## DIRECTIONS FOR THIS TASK:
Look through the data below and, wherever a line carries the word "exposed", please copy that line.

Stored data entries
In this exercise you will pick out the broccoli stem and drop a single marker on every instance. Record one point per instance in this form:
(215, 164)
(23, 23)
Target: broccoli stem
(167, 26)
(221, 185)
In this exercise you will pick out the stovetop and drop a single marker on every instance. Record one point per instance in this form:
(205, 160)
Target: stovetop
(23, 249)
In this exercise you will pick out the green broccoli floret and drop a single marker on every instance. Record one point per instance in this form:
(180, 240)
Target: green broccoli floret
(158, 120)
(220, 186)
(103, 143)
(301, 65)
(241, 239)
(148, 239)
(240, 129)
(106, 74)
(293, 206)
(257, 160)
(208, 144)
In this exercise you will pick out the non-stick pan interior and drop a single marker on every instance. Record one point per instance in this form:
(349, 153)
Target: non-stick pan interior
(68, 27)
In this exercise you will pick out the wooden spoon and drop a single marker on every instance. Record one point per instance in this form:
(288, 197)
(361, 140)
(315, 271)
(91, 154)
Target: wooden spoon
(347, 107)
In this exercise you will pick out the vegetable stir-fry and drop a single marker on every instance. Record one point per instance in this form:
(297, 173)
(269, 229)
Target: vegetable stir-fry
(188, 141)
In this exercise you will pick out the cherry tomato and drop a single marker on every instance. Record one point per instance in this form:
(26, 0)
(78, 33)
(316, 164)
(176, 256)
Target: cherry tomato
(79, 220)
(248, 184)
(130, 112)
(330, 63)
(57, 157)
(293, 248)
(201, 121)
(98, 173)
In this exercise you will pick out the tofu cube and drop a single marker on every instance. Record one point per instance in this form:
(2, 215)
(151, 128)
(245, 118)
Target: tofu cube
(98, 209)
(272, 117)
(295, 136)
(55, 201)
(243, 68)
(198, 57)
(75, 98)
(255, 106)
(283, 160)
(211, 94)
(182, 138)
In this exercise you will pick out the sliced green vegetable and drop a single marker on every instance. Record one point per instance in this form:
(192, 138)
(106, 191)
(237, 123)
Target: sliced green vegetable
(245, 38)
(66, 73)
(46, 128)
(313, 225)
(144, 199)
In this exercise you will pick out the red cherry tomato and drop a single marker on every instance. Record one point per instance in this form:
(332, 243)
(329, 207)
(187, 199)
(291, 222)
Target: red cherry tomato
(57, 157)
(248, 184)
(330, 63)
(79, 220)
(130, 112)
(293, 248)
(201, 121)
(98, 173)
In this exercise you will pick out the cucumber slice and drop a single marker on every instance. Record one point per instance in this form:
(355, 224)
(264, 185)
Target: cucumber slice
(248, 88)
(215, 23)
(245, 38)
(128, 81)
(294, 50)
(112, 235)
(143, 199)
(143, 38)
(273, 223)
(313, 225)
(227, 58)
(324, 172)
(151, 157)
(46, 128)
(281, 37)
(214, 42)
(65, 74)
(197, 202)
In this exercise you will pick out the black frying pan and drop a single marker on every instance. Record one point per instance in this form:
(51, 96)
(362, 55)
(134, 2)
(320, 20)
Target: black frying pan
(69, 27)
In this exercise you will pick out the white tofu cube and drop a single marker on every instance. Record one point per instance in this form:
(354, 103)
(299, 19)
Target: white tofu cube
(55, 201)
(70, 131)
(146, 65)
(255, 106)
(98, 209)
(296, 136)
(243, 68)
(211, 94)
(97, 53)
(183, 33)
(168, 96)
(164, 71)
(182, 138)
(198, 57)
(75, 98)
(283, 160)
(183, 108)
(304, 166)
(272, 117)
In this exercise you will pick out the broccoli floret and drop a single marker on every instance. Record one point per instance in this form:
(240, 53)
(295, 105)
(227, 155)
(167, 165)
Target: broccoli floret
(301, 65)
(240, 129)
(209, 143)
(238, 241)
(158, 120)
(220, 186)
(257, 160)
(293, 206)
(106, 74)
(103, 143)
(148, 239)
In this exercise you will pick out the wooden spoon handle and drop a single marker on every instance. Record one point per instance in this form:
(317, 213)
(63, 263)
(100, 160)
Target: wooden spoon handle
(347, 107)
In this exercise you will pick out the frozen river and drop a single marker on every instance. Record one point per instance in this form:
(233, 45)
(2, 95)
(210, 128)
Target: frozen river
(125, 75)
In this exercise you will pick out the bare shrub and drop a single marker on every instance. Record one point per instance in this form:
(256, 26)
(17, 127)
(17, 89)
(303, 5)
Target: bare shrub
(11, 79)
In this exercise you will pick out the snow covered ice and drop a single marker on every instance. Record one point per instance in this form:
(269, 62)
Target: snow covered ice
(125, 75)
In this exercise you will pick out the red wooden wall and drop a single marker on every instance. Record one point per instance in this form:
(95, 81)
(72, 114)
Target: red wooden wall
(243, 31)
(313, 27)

...

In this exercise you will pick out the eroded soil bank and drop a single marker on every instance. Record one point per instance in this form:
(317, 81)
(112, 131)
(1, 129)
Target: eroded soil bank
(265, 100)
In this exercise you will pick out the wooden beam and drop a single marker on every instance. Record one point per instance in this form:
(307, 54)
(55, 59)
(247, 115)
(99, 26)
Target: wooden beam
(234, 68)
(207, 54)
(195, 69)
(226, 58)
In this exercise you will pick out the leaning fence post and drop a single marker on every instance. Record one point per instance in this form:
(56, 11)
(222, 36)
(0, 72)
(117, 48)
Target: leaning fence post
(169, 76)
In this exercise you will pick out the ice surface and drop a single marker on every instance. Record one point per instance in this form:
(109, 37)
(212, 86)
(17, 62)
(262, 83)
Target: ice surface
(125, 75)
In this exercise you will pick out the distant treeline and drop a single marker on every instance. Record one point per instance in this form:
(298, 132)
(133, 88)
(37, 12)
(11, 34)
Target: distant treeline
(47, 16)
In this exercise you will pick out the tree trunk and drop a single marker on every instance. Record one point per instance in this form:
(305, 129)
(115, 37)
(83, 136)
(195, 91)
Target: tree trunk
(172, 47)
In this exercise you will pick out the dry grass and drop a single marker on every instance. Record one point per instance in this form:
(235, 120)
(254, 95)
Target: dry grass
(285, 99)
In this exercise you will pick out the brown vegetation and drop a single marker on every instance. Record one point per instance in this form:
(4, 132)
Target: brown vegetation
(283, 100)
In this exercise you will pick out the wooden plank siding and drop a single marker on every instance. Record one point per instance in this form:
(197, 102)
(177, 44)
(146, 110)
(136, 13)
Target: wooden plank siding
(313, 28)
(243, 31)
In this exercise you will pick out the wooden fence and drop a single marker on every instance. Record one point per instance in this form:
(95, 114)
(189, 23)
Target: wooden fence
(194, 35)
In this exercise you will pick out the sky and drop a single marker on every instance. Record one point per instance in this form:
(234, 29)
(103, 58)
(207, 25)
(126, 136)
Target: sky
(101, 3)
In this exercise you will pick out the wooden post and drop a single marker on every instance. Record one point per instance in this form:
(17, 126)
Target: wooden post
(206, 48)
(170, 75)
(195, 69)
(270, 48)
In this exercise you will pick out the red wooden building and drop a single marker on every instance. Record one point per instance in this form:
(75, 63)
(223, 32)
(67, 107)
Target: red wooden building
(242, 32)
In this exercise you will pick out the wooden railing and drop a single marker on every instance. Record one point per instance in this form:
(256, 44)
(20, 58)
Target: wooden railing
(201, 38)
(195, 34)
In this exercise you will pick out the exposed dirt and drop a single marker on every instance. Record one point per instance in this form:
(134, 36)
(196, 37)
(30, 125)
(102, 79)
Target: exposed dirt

==

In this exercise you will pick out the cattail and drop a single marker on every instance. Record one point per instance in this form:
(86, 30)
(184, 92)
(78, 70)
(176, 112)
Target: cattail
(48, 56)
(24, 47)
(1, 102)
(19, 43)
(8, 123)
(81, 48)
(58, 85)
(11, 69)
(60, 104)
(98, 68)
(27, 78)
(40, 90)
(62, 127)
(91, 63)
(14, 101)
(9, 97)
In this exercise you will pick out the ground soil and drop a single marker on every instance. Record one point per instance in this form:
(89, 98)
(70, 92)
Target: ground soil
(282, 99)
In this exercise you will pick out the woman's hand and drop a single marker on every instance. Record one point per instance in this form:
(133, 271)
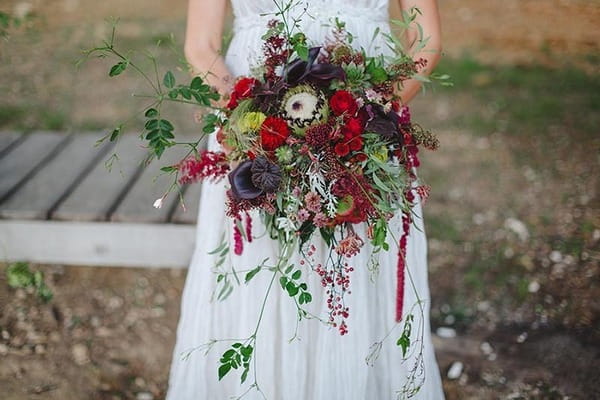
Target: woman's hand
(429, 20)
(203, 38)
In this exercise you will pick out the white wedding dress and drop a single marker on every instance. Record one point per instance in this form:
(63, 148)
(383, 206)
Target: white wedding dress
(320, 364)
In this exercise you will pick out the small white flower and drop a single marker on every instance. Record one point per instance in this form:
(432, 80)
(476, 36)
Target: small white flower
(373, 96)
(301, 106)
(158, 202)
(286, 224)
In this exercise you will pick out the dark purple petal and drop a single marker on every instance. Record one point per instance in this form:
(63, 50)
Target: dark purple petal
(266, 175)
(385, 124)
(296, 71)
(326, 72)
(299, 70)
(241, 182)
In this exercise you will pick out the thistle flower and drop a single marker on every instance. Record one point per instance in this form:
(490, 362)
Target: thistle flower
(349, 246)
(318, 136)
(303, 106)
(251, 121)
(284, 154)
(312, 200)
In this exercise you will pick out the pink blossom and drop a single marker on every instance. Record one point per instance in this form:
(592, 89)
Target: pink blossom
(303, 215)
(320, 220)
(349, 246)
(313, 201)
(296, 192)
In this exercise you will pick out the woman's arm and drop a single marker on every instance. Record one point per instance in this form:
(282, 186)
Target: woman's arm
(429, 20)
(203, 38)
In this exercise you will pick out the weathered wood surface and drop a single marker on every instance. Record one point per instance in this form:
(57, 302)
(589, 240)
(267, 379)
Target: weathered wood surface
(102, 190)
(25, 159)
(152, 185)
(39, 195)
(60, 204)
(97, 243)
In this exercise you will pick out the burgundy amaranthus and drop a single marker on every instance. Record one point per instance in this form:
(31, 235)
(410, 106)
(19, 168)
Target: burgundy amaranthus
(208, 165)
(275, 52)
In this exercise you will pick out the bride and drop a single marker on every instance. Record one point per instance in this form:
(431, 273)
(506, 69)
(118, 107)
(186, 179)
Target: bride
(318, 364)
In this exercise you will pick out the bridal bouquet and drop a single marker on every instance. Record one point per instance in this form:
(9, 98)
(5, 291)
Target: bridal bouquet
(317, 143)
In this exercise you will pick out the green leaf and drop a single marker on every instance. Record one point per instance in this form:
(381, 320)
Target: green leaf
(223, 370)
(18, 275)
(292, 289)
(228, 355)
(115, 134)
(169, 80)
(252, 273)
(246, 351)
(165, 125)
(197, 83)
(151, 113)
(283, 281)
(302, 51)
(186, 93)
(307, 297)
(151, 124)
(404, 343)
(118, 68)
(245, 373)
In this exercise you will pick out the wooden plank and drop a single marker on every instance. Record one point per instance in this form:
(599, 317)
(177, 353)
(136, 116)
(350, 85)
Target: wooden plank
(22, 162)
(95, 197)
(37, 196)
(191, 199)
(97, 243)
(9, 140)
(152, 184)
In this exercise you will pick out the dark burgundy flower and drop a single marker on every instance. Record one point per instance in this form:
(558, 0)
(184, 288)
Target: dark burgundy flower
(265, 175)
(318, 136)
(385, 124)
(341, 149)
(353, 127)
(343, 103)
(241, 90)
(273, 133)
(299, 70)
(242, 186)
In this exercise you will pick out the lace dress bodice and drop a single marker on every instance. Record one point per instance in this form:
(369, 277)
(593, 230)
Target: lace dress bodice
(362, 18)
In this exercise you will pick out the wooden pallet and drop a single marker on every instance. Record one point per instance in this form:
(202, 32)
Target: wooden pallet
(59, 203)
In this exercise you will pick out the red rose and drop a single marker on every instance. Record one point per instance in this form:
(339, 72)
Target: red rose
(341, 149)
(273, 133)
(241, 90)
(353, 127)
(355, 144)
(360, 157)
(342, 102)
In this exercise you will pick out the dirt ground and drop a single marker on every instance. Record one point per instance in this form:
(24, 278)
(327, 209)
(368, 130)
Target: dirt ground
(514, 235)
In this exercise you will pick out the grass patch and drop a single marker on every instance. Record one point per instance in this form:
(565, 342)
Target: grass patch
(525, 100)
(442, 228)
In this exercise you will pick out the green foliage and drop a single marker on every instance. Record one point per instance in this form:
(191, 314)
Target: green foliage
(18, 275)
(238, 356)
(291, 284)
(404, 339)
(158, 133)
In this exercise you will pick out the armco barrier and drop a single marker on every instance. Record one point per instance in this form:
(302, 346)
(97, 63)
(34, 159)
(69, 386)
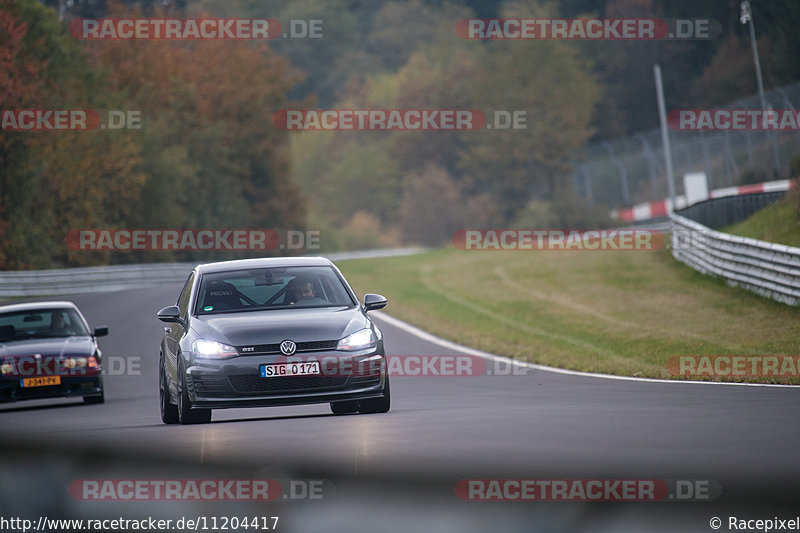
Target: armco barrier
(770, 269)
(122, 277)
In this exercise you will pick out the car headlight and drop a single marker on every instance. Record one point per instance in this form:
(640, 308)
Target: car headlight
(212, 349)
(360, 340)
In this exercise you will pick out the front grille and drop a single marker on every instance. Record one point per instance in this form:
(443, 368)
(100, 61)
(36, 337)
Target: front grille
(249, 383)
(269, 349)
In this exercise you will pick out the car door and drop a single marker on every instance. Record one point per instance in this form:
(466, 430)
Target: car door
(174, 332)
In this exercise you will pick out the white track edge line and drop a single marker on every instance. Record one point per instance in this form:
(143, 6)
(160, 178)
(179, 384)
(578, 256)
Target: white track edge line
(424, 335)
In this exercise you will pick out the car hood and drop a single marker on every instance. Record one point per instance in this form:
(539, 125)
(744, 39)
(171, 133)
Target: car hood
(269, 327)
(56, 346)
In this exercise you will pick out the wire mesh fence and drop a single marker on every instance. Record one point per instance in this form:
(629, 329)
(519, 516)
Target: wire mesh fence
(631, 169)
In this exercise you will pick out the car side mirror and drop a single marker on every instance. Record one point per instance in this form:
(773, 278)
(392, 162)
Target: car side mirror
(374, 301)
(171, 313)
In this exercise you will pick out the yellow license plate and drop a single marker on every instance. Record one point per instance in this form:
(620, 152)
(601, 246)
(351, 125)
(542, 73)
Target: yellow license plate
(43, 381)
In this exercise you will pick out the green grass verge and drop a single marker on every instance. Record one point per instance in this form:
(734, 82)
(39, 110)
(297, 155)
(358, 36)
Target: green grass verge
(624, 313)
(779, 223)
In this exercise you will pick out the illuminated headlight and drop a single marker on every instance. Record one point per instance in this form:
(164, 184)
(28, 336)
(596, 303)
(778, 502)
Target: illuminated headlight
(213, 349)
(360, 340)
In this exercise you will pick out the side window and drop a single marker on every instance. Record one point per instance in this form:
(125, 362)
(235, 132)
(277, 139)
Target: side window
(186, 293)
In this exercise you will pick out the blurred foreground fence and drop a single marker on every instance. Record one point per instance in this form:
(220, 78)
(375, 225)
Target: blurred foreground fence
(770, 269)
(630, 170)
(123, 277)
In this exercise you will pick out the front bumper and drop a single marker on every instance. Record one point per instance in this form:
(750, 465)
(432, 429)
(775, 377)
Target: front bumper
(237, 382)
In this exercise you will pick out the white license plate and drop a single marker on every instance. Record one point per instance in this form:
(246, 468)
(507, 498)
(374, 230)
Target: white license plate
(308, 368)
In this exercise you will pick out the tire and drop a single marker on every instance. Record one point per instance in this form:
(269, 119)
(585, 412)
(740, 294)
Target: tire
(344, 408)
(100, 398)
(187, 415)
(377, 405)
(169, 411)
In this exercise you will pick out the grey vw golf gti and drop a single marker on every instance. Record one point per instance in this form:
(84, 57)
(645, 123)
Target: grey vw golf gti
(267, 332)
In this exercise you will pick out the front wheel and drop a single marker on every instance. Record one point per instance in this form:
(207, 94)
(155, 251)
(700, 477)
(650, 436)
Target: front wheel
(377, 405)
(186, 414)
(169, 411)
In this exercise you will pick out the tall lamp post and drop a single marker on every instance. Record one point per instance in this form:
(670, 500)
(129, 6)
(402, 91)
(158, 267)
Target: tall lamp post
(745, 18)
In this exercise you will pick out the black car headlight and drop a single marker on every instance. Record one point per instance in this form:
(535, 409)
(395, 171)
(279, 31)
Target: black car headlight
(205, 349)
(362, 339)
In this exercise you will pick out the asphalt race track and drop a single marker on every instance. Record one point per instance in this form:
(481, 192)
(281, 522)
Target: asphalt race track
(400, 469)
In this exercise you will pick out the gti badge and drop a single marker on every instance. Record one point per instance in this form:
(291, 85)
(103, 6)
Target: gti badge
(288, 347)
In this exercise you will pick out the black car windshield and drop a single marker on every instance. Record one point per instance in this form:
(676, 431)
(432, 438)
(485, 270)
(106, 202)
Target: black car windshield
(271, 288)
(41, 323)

## EXERCISE RESPONSE:
In this exercise you will pick out the exposed dirt and drop a single marker on every instance. Record one point per instance in this form:
Target: exposed dirt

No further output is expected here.